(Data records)
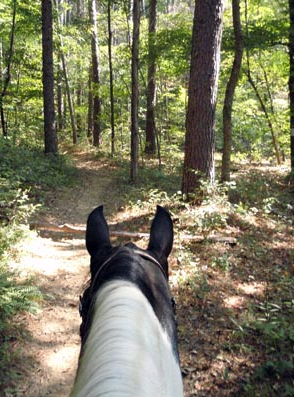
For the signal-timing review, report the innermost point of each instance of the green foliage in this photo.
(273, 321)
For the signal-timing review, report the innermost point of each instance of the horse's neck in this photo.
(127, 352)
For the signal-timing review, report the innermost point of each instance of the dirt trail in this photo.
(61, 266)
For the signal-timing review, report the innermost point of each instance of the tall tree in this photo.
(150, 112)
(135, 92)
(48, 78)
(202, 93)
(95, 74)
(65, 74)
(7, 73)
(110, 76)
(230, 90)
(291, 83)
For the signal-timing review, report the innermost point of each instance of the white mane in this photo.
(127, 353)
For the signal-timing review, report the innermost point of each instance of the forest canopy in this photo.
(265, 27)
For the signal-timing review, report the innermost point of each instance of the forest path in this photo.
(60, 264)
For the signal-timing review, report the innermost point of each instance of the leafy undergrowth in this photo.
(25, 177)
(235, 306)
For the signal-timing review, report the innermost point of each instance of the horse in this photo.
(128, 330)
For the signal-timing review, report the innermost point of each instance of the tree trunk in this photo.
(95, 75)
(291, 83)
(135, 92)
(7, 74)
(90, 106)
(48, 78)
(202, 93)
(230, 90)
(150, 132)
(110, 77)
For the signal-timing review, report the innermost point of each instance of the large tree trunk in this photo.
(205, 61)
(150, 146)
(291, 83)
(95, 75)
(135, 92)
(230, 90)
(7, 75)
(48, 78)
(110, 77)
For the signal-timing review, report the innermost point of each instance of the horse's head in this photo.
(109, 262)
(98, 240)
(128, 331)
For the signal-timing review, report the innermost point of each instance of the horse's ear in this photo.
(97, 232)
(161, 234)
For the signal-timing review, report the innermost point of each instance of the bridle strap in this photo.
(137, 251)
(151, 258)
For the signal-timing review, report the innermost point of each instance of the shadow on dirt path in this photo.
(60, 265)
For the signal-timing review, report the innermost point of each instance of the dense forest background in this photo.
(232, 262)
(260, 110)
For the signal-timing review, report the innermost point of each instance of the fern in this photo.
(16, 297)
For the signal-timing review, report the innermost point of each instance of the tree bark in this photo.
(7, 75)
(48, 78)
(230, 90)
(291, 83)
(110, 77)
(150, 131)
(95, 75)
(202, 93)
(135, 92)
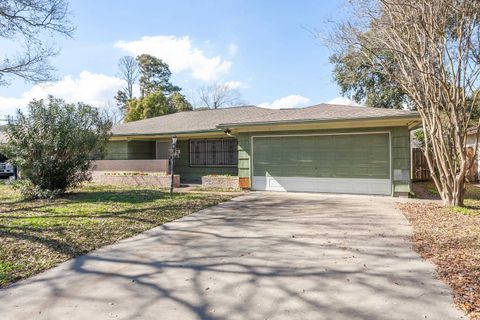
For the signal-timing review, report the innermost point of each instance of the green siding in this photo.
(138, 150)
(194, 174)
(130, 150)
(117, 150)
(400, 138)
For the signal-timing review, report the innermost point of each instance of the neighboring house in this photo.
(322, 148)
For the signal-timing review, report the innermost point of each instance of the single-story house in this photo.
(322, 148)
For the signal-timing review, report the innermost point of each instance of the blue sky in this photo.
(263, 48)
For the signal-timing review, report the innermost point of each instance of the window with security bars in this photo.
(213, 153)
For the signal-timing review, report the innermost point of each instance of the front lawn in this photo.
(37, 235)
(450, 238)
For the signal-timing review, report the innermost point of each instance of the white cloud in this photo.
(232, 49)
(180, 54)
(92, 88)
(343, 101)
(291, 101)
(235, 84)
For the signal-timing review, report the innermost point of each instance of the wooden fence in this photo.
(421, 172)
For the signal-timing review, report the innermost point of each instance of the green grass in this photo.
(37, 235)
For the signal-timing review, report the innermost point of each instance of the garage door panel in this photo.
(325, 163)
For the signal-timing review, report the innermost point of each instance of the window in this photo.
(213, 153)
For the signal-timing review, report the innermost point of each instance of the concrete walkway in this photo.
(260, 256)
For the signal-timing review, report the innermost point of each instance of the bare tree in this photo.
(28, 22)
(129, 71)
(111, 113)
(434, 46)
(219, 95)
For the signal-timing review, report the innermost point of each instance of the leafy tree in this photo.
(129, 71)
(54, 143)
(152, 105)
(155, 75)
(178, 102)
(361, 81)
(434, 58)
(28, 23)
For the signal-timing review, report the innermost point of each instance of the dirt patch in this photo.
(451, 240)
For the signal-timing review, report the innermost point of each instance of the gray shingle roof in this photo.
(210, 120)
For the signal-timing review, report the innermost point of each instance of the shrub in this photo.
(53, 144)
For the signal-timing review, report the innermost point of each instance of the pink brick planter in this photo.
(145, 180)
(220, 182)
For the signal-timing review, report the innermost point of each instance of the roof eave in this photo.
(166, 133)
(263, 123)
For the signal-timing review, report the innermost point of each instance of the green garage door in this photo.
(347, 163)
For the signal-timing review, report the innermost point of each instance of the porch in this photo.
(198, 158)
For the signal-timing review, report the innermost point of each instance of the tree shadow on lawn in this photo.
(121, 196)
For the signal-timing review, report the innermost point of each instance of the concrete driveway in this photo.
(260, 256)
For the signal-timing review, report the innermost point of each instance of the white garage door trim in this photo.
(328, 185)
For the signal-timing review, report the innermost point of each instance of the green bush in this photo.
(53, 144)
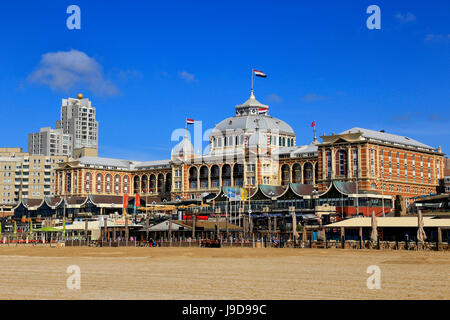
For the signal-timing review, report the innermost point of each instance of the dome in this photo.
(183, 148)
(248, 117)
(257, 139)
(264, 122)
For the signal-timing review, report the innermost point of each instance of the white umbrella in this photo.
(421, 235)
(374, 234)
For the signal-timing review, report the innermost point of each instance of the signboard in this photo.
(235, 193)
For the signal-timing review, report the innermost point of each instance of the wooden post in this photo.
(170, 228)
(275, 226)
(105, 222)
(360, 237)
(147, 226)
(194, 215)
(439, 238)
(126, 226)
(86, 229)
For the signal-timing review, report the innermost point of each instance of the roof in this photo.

== Problem details ==
Write out every one of the records above word for word, leaving out the pictures.

== Complete output ==
For the signal-timing review, report the innermost point of each instance of the green foliage in this photo.
(273, 321)
For the signal-timing review, report the innermost point of each instance of the horse's neck in this photo.
(127, 352)
For the signal-timing review, report the innermost point of each instance of the dirt trail in this photo.
(61, 266)
For the signal-timing review, report the innermost point of each instance of the tall tree in this photo.
(150, 112)
(135, 92)
(48, 78)
(202, 93)
(95, 74)
(65, 74)
(7, 73)
(110, 76)
(230, 90)
(291, 83)
For the signal-timing review, report the innermost point of each instance of the white mane in this photo.
(127, 353)
For the signal-timing review, report the innermost point of each instance of the forest canopy in this photo.
(265, 27)
For the signal-timing review, report the innermost point of each instance of the forest path in this photo.
(60, 264)
For the signal-timing review, report the innermost point of each instance of the leafy undergrowth in this photo.
(25, 177)
(235, 306)
For the signal-timing review, report the innermost point of each instance of the horse in this photo.
(128, 330)
For the signal-timing review, report the innermost point of each instance of the tree trunk in this photo.
(95, 75)
(291, 83)
(135, 92)
(7, 74)
(90, 106)
(48, 78)
(202, 93)
(230, 90)
(150, 132)
(110, 77)
For the signal-timing review, report the innermost point of each instance of the large tree trunk in this photo.
(205, 61)
(150, 146)
(291, 83)
(95, 75)
(135, 92)
(230, 90)
(7, 75)
(48, 78)
(110, 77)
For the signal-timing review, report the innermost point of each instance of the horse's head in this photo.
(109, 262)
(98, 240)
(128, 331)
For the signal-timing review, report the innermost point of each instance of the horse's ear in this photo.
(97, 232)
(161, 234)
For the signal-timing review, report the innermost point of each instance of the bridle strap in this photo.
(137, 251)
(151, 258)
For the signal-timing review, report the innermost point of each instance of the shadow on dirt path in this photo.
(60, 265)
For the signal-timing review, report the innermost point of each instance of the dense forest background in this photo.
(232, 262)
(260, 110)
For the signal-timing review, report the innermost point of each instance of the fern in this photo.
(16, 297)
For the signal-timing review, report the innermost point of each instance of the tree bark in this photo.
(7, 75)
(48, 78)
(230, 90)
(291, 83)
(110, 77)
(150, 131)
(95, 75)
(202, 93)
(135, 92)
For the signal-timing review, report the innermost point of each instance of the green siding in this photo.
(138, 150)
(194, 174)
(130, 150)
(117, 150)
(400, 138)
For the signal-timing review, report the innermost point of each instance of the neighboring house in this photo.
(322, 148)
For the signal-timing review, report the innermost point of each instance of the single-story house in this photo.
(322, 148)
For the signal-timing review, report the innermost point of each instance of the blue sky in this photo.
(263, 48)
For the signal-timing review, report the innermost point of each instance of the window with security bars in this photo.
(213, 153)
For the signal-timing review, report the innermost point of each instance of the front lawn in this photo.
(37, 235)
(450, 238)
For the signal-timing review, report the innermost point of each instance of the white cloud in this photo.
(232, 49)
(180, 54)
(92, 88)
(343, 101)
(291, 101)
(235, 84)
For the signal-timing review, report the innermost point of each instance of the wooden fence in this photo.
(421, 172)
For the signal-timing review, report the innermost point of each instance of the green grass in this photo.
(37, 235)
For the signal-timing review, report the innermost point of each instance of the garage door panel in this photo.
(325, 163)
For the signal-timing review, report the innermost point of each instance of the window in this photo.
(213, 153)
For the signal-timing review, report the innermost point of each instance of the concrete walkway in this photo.
(260, 256)
For the signal-timing review, report the innermost point of each instance of the bare tree in this photo.
(28, 22)
(129, 71)
(111, 113)
(434, 46)
(219, 95)
For the signal-timing review, report the innermost point of each instance of the leafy tree in this photo.
(129, 71)
(54, 143)
(152, 105)
(155, 75)
(178, 102)
(361, 81)
(434, 58)
(28, 23)
For the signal-timing review, report the innermost point of each instance of the dirt patch in this photo.
(451, 240)
For the signal-timing review, report the innermost point of each instance of the gray shingle roof in this photo.
(210, 120)
For the signal-timing review, report the innermost point of each instance of the shrub in this photo.
(53, 144)
For the signal-timing review, report the innermost point of each instance of the pink brick planter in this photo.
(145, 180)
(220, 182)
For the signal-timing review, report the innermost point of each instance of the roof eave in this photo.
(166, 133)
(263, 123)
For the signal-timing review, report the innermost point of each instance of the green garage door in this photo.
(347, 163)
For the signal-timing review, report the innermost point of each instance of the porch in this photo.
(198, 158)
For the signal-timing review, report the innermost point of each instance of the tree shadow on lawn in this photo.
(121, 196)
For the signal-timing review, report the innermost point of each instance of the concrete driveway in this photo.
(260, 256)
For the signal-timing review, report the innermost point of each instance of the white garage door trim in this photo.
(328, 185)
For the signal-timing review, report the innermost point of each instance of the green bush in this photo.
(53, 144)
For the signal-timing review, report the innermost point of each instance of the dome in this photo.
(183, 148)
(248, 117)
(257, 139)
(264, 122)
For the signal-timing review, report the innermost point of each instance of the white umbrella in this photo.
(421, 235)
(374, 234)
For the signal-timing review, report the innermost point of each instance of the signboard in this photo.
(235, 193)
For the signal-timing review, report the innermost point of each instance of the wooden post in this photo.
(170, 228)
(275, 226)
(105, 222)
(360, 237)
(147, 226)
(194, 215)
(439, 238)
(126, 226)
(86, 229)
For the signal-timing review, report the innermost point of each instance of the roof in this photo.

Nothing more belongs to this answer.